Text to read:
Background information
- Born: Donald MacRae Wilhoite Jr. March 16, 1909
- Origin: Washington, D.C., U.S.
- Died: January 29, 1985 (aged 75)
- Occupation: Songwriter

= Don Raye =

American songwriter (1909–1985)

Don Raye (born Donald MacRae Wilhoite Jr., March 16, 1909 – January 29, 1985) was an American songwriter, best known for his songs for The Andrews Sisters such as "Beat Me Daddy, Eight to the Bar", "The House of Blue Lights", "Just for a Thrill" and "Boogie Woogie Bugle Boy." The latter was co-written with Hughie Prince.

While known for such wordy novelty numbers, he also wrote the lyrics to "You Don't Know What Love Is," a simple, poetic lament of unusual power. He also composed the song "(That Place) Down the Road a Piece," one of his boogie woogie songs, which has a medium bright boogie tempo. It was written for the Will Bradley Orchestra, who recorded it in 1940, but the song was destined to become a rock and roll standard, recorded by The Rolling Stones, Chuck Berry, Jerry Lee Lewis, Foghat, Amos Milburn, Harry Gibson, and countless others. In 1940, he wrote the lyrics for the patriotic song "This Is My Country".

In 1985, Don Raye was inducted into the Songwriters Hall of Fame.

Task:
From the page about Don Raye, extract word for word the part that opens with the words containing "American songwriter (1909–1985)" and closes with "with Hughie Prince.". The data that comes after this has nothing to do with it.

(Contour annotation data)
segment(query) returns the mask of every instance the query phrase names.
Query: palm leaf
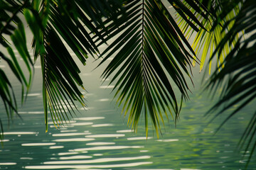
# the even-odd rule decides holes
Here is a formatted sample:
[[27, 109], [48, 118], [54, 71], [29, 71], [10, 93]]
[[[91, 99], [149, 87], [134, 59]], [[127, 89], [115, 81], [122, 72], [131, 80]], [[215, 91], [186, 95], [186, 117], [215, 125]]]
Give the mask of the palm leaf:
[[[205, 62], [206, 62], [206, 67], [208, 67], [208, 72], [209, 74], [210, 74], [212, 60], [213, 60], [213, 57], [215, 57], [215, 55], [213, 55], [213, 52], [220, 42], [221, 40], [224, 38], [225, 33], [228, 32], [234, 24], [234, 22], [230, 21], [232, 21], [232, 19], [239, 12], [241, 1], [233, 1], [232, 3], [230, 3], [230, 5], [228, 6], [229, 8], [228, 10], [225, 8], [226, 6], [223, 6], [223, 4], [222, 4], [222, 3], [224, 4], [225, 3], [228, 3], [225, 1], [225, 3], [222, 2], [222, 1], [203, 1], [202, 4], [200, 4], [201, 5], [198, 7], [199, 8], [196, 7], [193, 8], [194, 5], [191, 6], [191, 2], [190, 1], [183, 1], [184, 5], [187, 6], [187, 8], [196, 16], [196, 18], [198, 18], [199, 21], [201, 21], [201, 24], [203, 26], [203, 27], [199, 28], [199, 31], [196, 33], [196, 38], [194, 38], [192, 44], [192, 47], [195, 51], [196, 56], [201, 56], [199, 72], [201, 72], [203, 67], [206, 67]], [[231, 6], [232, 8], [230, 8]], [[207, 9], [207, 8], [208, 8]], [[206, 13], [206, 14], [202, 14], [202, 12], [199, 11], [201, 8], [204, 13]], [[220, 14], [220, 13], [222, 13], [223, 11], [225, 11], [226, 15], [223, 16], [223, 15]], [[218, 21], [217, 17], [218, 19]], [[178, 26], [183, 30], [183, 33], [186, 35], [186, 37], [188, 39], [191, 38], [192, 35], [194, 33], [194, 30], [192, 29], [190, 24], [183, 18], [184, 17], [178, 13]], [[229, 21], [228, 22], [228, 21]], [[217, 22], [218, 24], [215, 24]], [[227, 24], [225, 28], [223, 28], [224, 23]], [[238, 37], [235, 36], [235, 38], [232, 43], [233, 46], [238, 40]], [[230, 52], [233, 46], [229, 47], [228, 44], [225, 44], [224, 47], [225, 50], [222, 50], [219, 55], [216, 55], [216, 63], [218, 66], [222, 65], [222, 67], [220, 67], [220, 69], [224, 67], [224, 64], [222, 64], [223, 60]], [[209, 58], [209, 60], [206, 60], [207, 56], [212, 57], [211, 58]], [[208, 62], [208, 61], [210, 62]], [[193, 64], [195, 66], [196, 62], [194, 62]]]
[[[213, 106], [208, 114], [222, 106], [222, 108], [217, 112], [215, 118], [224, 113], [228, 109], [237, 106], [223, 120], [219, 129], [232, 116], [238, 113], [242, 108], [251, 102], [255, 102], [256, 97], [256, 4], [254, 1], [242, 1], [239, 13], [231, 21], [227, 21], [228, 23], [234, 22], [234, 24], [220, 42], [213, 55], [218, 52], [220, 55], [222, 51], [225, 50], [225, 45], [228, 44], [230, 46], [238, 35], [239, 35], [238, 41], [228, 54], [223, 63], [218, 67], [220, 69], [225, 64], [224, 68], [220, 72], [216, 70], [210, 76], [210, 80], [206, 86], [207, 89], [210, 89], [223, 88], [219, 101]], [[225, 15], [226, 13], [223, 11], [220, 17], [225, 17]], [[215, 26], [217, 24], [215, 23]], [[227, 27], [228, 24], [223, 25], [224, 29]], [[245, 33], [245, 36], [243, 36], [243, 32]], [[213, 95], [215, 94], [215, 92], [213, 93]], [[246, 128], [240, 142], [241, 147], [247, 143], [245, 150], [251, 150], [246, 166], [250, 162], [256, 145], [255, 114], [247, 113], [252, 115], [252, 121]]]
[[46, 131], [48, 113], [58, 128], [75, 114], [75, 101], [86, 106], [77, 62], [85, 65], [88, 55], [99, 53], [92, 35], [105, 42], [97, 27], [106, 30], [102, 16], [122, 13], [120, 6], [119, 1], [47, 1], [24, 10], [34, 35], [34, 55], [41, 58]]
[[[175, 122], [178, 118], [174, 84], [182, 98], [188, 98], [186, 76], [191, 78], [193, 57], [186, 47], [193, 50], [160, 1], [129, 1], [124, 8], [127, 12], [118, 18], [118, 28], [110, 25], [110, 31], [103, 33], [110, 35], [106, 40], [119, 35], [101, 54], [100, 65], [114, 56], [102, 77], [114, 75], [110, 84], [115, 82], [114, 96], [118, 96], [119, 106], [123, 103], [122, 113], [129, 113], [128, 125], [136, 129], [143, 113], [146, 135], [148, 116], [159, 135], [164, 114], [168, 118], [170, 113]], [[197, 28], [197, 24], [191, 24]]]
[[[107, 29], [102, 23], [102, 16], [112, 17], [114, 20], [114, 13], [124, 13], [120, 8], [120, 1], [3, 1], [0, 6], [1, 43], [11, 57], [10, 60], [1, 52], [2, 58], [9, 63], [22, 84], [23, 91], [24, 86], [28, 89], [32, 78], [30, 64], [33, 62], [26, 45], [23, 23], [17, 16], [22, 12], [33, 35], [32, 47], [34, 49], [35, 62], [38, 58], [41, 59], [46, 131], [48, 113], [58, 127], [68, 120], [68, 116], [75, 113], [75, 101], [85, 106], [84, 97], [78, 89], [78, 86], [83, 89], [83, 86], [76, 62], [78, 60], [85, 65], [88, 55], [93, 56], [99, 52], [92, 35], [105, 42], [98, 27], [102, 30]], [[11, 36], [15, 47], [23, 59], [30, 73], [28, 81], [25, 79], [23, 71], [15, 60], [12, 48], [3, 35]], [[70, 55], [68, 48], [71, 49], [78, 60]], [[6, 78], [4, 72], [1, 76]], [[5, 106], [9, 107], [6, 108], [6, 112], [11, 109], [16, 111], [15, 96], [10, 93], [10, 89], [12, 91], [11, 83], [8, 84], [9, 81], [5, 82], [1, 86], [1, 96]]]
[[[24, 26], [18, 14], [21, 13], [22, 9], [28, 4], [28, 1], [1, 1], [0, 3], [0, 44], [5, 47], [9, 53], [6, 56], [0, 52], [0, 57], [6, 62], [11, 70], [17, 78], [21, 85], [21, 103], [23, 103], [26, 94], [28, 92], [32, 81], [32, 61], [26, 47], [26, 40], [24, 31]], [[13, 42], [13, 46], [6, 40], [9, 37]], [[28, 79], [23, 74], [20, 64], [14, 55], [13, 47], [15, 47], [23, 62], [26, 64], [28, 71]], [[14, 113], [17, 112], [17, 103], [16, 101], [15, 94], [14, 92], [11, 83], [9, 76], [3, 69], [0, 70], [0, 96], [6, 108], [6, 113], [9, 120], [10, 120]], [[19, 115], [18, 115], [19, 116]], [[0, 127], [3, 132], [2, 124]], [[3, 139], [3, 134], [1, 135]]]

--

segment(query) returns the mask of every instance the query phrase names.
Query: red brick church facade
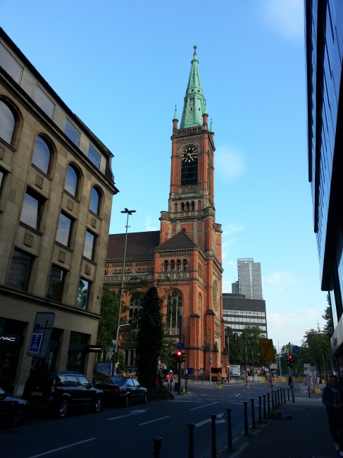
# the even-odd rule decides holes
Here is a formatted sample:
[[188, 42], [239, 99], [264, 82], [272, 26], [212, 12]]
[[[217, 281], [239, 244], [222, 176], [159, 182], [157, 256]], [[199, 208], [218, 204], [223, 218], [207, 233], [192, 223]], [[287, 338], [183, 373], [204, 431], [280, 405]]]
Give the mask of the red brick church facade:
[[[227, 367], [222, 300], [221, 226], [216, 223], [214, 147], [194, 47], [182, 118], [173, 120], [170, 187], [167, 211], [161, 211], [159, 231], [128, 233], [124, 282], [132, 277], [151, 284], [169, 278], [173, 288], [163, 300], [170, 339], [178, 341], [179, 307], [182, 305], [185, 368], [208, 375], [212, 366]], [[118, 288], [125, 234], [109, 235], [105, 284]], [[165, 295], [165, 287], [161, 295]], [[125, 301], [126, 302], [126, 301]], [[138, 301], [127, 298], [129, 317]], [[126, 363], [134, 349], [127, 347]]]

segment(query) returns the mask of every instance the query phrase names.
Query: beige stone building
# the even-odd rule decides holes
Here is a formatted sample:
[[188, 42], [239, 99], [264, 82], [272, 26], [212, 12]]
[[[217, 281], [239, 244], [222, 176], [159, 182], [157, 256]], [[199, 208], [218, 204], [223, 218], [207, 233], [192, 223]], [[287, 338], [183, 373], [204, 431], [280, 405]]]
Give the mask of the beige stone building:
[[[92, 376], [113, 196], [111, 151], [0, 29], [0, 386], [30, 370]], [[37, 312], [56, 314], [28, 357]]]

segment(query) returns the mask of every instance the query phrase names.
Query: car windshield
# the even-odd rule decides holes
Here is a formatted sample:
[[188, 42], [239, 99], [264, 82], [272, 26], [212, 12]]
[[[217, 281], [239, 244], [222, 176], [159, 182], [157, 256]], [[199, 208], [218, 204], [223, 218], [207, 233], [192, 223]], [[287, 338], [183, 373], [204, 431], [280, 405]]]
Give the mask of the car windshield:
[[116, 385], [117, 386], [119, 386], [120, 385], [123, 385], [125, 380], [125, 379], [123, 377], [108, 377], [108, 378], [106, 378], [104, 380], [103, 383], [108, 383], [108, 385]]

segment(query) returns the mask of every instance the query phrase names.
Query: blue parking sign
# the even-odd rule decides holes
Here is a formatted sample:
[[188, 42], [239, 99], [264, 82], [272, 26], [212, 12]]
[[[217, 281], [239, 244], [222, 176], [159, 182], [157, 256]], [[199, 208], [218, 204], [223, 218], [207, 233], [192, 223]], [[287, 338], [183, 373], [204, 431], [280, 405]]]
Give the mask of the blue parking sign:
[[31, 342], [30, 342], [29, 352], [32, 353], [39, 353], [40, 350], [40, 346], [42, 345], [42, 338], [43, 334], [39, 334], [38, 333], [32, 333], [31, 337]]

==

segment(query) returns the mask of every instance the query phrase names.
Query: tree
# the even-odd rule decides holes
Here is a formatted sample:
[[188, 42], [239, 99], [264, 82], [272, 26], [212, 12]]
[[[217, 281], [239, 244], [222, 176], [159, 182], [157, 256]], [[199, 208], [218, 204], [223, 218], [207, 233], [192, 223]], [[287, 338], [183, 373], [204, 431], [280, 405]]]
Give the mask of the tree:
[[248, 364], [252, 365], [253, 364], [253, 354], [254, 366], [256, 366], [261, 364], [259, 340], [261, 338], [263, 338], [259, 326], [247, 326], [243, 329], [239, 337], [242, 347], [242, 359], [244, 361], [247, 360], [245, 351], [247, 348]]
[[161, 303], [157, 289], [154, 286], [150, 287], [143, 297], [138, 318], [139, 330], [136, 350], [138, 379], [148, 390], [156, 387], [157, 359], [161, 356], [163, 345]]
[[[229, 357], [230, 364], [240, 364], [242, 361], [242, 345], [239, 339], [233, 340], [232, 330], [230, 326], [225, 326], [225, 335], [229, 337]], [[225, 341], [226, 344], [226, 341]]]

The solution:
American songwriter (1909–1985)

Don Raye (born Donald MacRae Wilhoite Jr., March 16, 1909 – January 29, 1985) was an American songwriter, best known for his songs for The Andrews Sisters such as "Beat Me Daddy, Eight to the Bar", "The House of Blue Lights", "Just for a Thrill" and "Boogie Woogie Bugle Boy." The latter was co-written with Hughie Prince.